Текст ->
┌────────

Homo cinematographicus, modus visualis — страница 50 из 63

К моменту, когда мы пришли, скажем, в шестидесятые годы, произошла такая либерализация. Я очень хорошо помню все эти попытки реформ. То из Харькова вдруг какая-то экономическая реформа, то какая-то из Новосибирска, из Академгородка. Ни одна реформа не была доведена до конца, но это отражение…

Вот еще что произошло. У нас очень медленное, я бы сказал, взросление. Формирование нижнего слоя не совпадало по скорости с тем, что было необходимо для страны. Это должно было гораздо более активно стимулироваться для того, чтобы произошло поднятие. А верхнему слою тоже можно предъявить свой счет, потому что наши кухонные разговоры и все наши проекты, все наши недовольства тем, что у нас происходит, кончались лишь вздохом: «Эх, если бы!.. Вот если бы…»

Фактически к перестройке мы пришли с единственным – я уверяю, с единственным! – проектом Конституции, сахаровским. Не было ни одной другой альтернативной концепции, которая бы предложила что-нибудь взамен сталинской Конституции. Не было ни одной разработанной экономической программы. То, что проводил Гайдар и все его сокурсники по Бостонским или американским прописям, может быть, это было бы замечательно для протестантской страны, но это совершенно не ложилось на мораль и нашей правящей верхушки, и, в общем-то, развращенных низов. Развращенных поневоле, прошедших через лагеря, через тюрьмы – не только политические, но и уголовные. Страна наполовину была уголовная.

└────────

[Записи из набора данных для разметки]
┌────────

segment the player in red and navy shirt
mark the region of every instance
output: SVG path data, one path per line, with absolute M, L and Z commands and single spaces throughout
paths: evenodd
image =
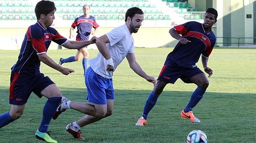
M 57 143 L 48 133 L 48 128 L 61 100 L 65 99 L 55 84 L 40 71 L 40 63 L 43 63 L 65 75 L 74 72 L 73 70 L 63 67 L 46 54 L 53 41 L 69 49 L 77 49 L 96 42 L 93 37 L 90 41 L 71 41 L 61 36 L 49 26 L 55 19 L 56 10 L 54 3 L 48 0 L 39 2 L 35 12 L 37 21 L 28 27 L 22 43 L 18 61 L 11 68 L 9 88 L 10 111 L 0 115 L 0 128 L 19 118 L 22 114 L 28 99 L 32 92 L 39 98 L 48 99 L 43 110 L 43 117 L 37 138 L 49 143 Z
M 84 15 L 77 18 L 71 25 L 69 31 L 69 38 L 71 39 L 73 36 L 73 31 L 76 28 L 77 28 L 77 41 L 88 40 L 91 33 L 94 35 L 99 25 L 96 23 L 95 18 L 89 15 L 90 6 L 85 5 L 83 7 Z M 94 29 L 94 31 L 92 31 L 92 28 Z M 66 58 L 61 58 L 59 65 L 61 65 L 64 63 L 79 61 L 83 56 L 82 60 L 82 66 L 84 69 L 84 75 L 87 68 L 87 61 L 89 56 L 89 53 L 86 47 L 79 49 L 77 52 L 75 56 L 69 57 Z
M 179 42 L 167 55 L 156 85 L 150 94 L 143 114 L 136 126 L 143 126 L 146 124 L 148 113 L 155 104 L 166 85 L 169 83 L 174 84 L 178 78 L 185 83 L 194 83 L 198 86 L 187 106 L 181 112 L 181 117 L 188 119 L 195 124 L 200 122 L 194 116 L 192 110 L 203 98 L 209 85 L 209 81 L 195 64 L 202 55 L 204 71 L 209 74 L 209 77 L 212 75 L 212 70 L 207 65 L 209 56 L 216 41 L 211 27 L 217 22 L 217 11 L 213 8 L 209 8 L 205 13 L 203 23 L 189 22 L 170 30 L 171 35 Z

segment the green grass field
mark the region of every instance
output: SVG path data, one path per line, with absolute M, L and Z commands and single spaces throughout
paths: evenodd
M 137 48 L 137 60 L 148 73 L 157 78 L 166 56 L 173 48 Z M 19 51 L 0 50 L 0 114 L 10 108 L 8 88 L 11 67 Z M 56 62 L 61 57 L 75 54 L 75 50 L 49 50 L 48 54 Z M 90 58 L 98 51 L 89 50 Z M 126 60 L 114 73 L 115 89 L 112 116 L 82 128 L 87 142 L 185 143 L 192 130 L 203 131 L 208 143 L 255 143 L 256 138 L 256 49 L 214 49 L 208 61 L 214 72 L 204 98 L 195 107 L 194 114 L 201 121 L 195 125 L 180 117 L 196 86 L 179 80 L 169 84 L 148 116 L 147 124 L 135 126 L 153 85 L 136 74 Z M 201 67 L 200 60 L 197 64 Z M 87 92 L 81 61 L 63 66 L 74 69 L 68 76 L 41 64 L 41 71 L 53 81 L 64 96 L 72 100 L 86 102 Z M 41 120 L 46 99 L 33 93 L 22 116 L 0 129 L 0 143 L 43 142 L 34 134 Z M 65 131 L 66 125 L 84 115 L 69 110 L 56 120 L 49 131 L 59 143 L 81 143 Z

└────────
┌────────

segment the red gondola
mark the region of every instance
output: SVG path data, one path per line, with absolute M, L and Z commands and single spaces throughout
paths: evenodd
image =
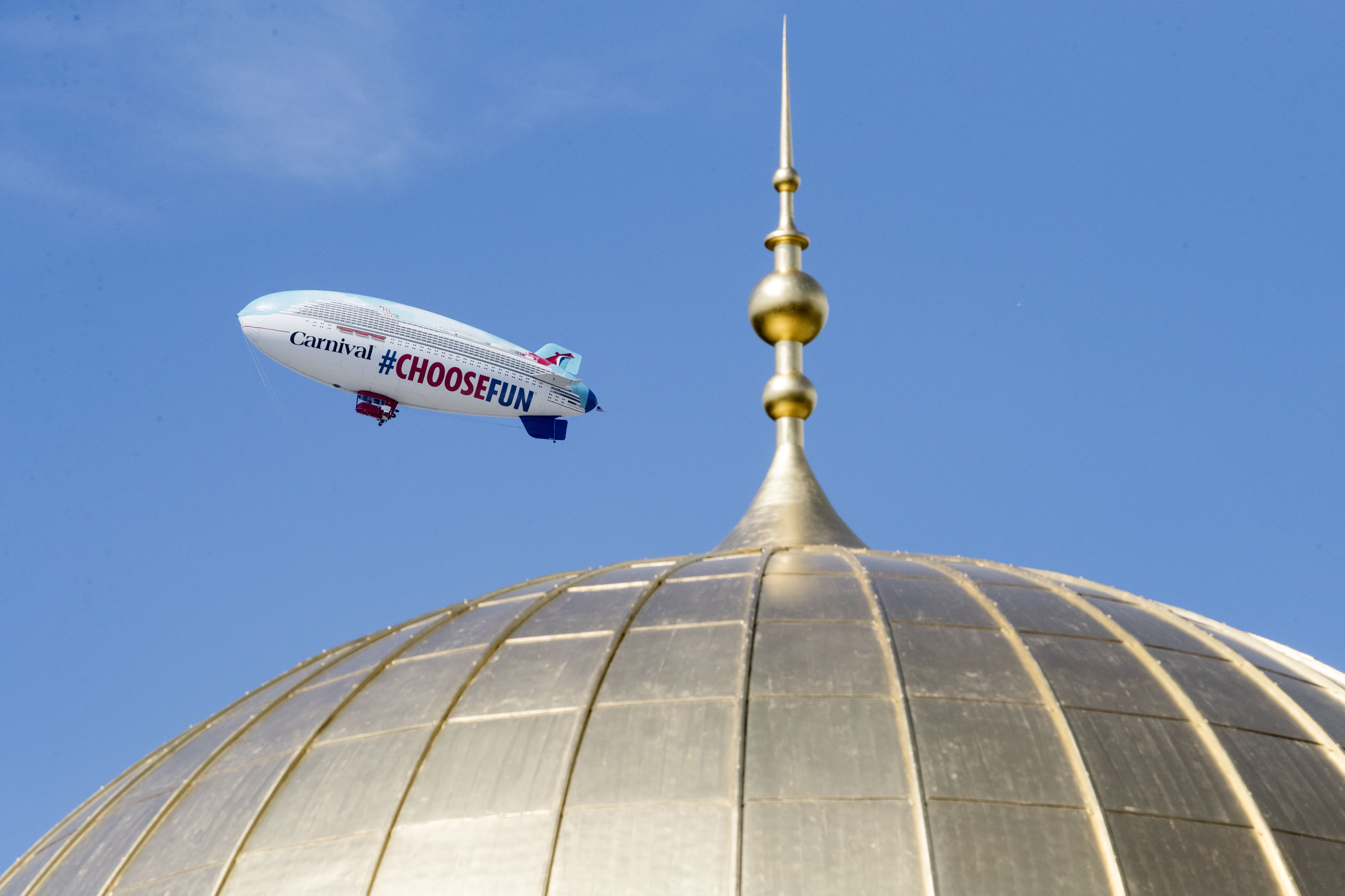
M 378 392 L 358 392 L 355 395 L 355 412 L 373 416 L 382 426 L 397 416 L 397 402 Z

└────────
┌────────

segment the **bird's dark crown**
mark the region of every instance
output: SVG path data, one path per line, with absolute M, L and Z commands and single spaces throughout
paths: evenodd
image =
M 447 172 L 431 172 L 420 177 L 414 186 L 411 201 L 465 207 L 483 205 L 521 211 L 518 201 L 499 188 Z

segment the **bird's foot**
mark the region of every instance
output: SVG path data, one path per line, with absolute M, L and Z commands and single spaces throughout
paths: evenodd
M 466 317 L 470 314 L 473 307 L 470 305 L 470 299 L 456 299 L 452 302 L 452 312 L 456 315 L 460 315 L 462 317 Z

└────────

Задание A ->
Объясните по тексту о пути страны к перестройке, почему верхнему слою тоже можно предъявить свой счет. Уложитесь в одно–три предложения.
Задание B ->
Напишите продолжение текста о пути страны к перестройке, начиная сразу после его последнего предложения.

Результат A ->
Верхнему слою можно предъявить свой счет, потому что все кухонные разговоры, проекты и недовольства тем, что происходит в стране, кончались лишь вздохом: «Эх, если бы!.. Вот если бы…»

Результат B ->
И оказалось, что нечего предъявить как альтернативу. Все делалось вслепую, приворовывалось всегда – это не новость, это Карамзин сказал, что воруют, вот только те масштабы, в которых у нас начали воровать, уже затмили любых временщиков времен Екатерины. И в результате, фактически, все, что произошло в девяностые годы – это результат разрыва, который существовал в обществе всегда, к сожалению. У нас не было вот той постепенности всех тех страт, как говорят социологи, которые бы соединяли верхи с низами – не только, повторяю, в государственном устройстве, но и в интеллектуальном, в образовательном плане и так далее.

Я думаю, что эта жадность до запретных плодов привела к тому, что немедленно были востребованы, с одной стороны, вся эта порнушка и все то, что связано было, якобы, со свободой. Я очень хорошо помню, как у нас появились итальянские эротические фильмы в Киноцентре, а я сказал, что мы не дадим наши малые залы. Я сказал: «Нет, простите, нет. Этой продукции мы не дадим». Меня обвинили в лицемерии, бог знает в чем. Вот я был «проводник советской морали». А я считал, что порнографию пусть где угодно крутят, но мы наши экраны не дадим осквернять. Понимаете? А это оказалось востребовано.

Я очень хорошо помню, как появились молодые ребята, которые сказали: «Мы – „новые русские“». Талантливые ребята. И что же они предложили в качестве альтернативы? Вот ту «чернуху», которую не то, чтобы было неприятно смотреть. Я сказал: «Ребята, дело не в том, чтобы запретить какие-то сюжеты. Вы знаете такое понятие – „катарсис“?» Они на меня посмотрели, как будто я выругался. Я сказал: «А зачем делать искусство, если нет катарсиса?» Я говорю: «Его единственное оправдание – в том, чтобы очистить нас. И это знали еще греки, и это знал Шекспир, и это знал Пушкин. Но если мы не знаем катарсис, то лучше этим не заниматься. Иначе мы укореняем страсти в нас и в обществе».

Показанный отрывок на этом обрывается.